◆ **TEXT SEGMENT**:
>> Start

May 18, 2026·9 min read

CTE SQL cheat sheet

Q: Can a CTE reference itself?

Only if declared with `WITH RECURSIVE`. A non-recursive CTE can only reference previously declared siblings in the same `WITH` block. A recursive CTE has three required pieces: a base `SELECT` for the seed rows, `UNION ALL`, and a recursive `SELECT` that joins back to the CTE name. Use cases: hierarchies, graph traversal, and generating calendars or integer ranges.

Sharpen SQL for your next interview

500+ SQL problems with worked solutions — joins, window functions, CTEs.

Join the waitlist

Contents:

Why CTEs matter for analysts
Basic syntax
Chained CTEs
CTE vs subquery vs temp table
Materialization
Recursive CTEs
CTEs with window functions
Modifying CTEs
Common pitfalls
Ten interview tasks
Optimization tips
Related reading
FAQ

Why CTEs matter for analysts

CTEs (Common Table Expressions, also known as WITH clauses) turn tangled five-level subqueries into readable step-by-step code. On an analyst interview at Stripe, Airbnb, or DoorDash, the ability to rewrite a nest of subqueries into a clean CTE chain is a strong positive signal — it shows you decompose problems before you write SQL.

A CTE is a named intermediate result that lives inside one query. After the outer SELECT finishes, the CTE is gone — no throwaway tables every time you build a funnel or a cohort.

The other reason CTEs show up everywhere on interview loops is that they map onto how interviewers think. A clean question is a sequence of steps: pick active users, attach their orders, compute LTV, rank by cohort. Each step is one CTE. Reviewers and on-call engineers pick the CTE version every time.

Basic syntax

WITH cte_name AS (
    SELECT ...
    FROM ...
    WHERE ...
)
SELECT *
FROM cte_name
WHERE ...;

Everything between the parentheses after AS is a regular SELECT. After the closing paren you reference the result by name as if it were a real table. The semicolon terminates the whole statement.

Chained CTEs

You can define several CTEs separated by commas. Each subsequent CTE sees the ones declared earlier in the same WITH block.

>> End

Reproduce the passage of the CTE cheat sheet between "WITH cte_name AS" and "same WITH block.", inclusive.

◆ **DATA SHOWN**:

>> Start

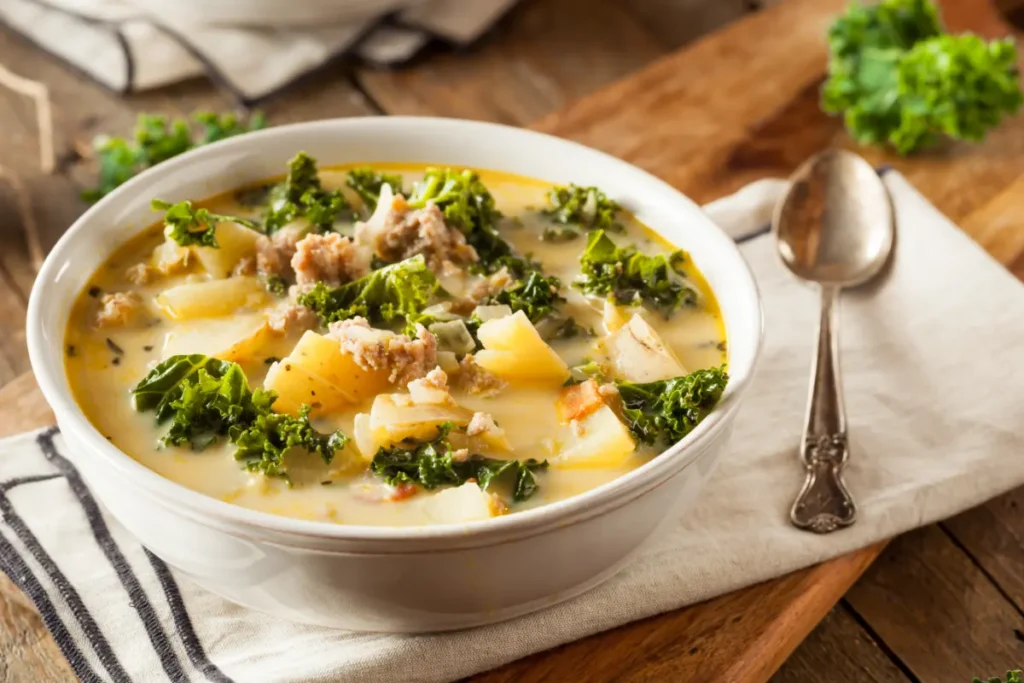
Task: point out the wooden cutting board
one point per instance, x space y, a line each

>> End

◆ **COMPLETE OUTPUT**:
WITH cte_name AS (
    SELECT ...
    FROM ...
    WHERE ...
)
SELECT *
FROM cte_name
WHERE ...;

Everything between the parentheses after AS is a regular SELECT. After the closing paren you reference the result by name as if it were a real table. The semicolon terminates the whole statement.

Chained CTEs

You can define several CTEs separated by commas. Each subsequent CTE sees the ones declared earlier in the same WITH block.